Records for this task:
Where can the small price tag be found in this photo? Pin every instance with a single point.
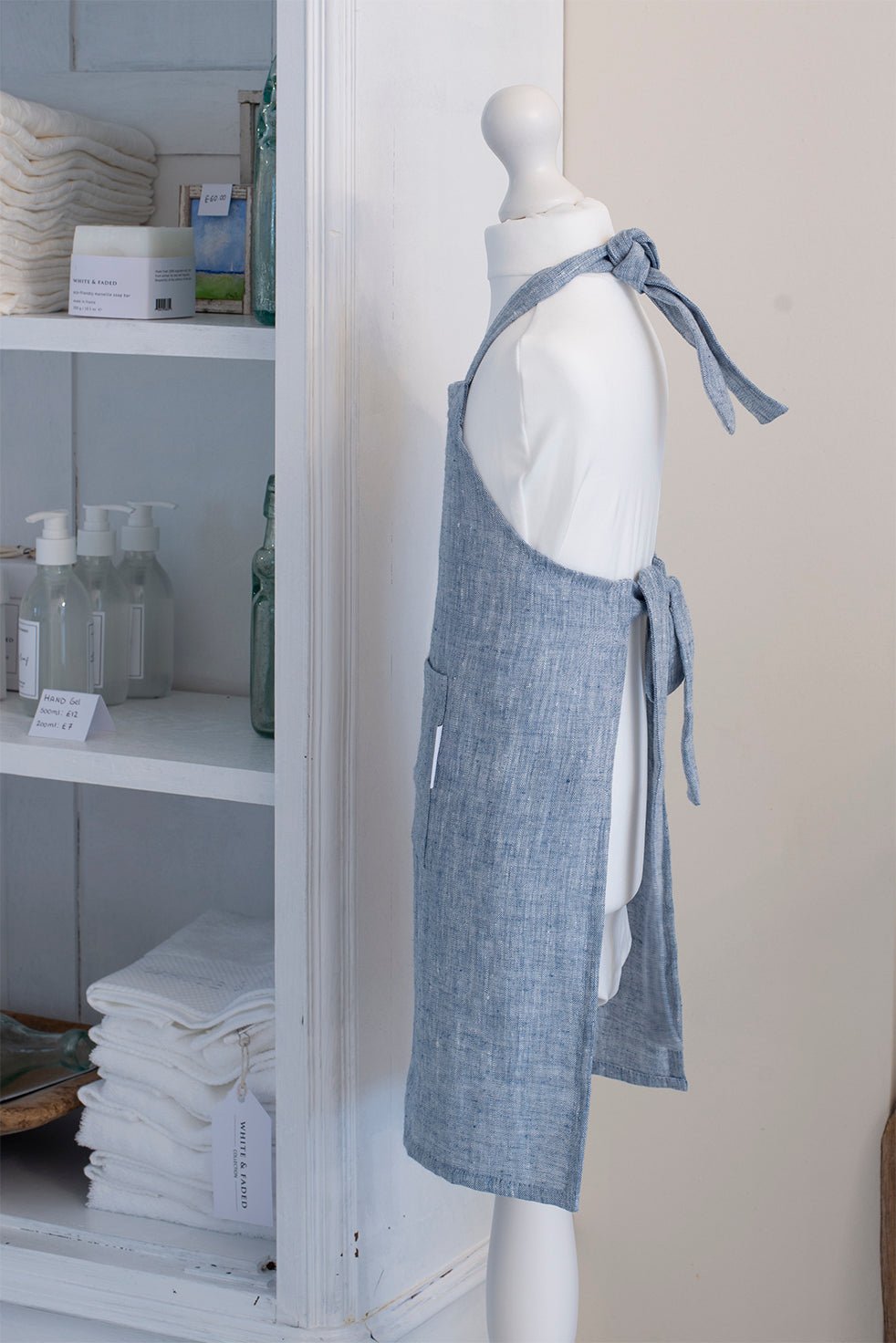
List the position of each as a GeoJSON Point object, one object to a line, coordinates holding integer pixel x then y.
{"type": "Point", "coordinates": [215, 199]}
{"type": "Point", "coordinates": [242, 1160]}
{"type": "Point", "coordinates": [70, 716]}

* * *

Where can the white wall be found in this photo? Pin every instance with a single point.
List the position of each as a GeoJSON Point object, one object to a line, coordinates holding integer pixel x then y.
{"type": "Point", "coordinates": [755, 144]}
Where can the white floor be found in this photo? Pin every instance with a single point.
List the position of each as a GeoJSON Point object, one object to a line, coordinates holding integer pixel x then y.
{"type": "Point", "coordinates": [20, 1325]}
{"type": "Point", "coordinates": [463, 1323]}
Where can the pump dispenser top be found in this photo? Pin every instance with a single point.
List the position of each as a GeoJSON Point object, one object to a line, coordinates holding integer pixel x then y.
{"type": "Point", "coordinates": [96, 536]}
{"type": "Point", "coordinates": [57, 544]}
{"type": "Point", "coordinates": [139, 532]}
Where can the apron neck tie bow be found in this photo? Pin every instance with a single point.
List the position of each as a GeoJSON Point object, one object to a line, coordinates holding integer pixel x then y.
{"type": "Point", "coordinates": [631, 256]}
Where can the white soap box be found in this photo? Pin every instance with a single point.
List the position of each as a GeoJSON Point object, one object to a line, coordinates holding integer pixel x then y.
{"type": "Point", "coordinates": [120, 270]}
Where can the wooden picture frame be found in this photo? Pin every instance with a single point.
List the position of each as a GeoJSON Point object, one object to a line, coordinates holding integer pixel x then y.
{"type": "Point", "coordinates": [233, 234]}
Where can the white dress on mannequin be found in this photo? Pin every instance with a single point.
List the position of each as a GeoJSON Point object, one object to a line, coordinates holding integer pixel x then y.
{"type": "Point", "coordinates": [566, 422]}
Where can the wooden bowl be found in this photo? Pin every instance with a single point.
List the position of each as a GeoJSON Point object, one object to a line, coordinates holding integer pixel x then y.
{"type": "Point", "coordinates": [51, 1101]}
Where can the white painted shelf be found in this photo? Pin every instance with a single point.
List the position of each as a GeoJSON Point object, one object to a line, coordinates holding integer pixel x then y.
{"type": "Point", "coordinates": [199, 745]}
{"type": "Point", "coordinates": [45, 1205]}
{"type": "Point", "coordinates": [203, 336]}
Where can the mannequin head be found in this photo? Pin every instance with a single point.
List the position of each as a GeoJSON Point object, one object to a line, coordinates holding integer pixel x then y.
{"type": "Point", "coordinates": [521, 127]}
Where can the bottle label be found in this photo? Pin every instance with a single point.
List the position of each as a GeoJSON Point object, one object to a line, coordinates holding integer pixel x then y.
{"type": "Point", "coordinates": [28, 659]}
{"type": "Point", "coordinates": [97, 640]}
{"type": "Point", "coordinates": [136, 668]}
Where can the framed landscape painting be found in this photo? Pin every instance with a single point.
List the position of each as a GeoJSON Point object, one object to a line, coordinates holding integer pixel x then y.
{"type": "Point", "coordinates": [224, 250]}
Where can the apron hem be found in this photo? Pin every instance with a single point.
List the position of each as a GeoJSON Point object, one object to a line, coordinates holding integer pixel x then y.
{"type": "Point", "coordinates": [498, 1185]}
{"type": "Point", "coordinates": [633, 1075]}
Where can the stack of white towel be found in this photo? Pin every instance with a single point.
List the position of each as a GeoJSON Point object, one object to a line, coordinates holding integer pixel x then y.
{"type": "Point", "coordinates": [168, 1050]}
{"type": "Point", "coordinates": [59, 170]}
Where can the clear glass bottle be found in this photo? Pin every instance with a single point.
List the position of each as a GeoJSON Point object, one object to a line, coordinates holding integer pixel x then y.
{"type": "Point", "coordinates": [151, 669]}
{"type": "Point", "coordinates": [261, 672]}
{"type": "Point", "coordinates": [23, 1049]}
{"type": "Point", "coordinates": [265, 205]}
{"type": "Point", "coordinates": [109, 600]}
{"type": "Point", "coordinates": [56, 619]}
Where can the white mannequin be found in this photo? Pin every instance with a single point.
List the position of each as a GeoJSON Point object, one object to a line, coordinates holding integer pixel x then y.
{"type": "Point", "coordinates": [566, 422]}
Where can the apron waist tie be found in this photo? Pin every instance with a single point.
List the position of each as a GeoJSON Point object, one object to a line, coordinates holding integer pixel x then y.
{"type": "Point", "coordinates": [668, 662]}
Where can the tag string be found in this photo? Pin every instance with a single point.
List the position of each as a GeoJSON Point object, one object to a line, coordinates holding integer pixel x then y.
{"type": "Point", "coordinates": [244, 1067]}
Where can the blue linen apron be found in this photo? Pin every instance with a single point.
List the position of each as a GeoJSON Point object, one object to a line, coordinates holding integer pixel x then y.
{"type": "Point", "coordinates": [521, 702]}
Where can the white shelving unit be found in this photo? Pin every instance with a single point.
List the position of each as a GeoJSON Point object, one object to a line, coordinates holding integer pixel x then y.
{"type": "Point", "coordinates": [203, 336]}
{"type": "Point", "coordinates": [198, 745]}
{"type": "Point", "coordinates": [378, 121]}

--

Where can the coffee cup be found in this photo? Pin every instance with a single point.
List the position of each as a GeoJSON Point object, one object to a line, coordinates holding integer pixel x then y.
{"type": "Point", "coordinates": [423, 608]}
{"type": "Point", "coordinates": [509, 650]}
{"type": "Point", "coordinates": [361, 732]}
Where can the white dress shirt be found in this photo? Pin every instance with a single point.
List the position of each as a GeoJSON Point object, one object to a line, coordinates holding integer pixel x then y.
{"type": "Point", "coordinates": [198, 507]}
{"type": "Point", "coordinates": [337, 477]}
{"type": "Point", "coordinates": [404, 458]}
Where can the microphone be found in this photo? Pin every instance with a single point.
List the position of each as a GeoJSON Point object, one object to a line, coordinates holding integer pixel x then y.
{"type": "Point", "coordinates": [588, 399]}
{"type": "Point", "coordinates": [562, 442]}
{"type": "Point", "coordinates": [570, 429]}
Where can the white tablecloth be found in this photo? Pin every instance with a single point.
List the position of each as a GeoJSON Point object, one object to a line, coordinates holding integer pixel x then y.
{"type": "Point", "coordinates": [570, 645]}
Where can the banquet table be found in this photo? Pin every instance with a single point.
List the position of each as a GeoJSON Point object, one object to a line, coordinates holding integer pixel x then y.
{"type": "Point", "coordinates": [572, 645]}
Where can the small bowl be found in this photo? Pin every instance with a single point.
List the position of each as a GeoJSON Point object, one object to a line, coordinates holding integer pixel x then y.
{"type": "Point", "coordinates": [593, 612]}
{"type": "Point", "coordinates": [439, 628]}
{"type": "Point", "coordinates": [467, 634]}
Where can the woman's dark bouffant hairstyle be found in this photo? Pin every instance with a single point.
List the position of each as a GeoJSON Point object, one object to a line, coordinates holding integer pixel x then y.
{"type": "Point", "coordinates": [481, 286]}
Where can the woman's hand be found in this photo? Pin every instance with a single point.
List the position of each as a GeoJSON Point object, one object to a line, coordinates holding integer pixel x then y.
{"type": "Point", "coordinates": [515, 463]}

Task requirements: Extract each line of the material above that contains the word "small", and reproduce those lines in full in their original order.

Task output:
Where can the small price tag be found in this photo? Pin every instance with a single point.
Where can the small bowl be found in this photo? Pin every instance with a single point.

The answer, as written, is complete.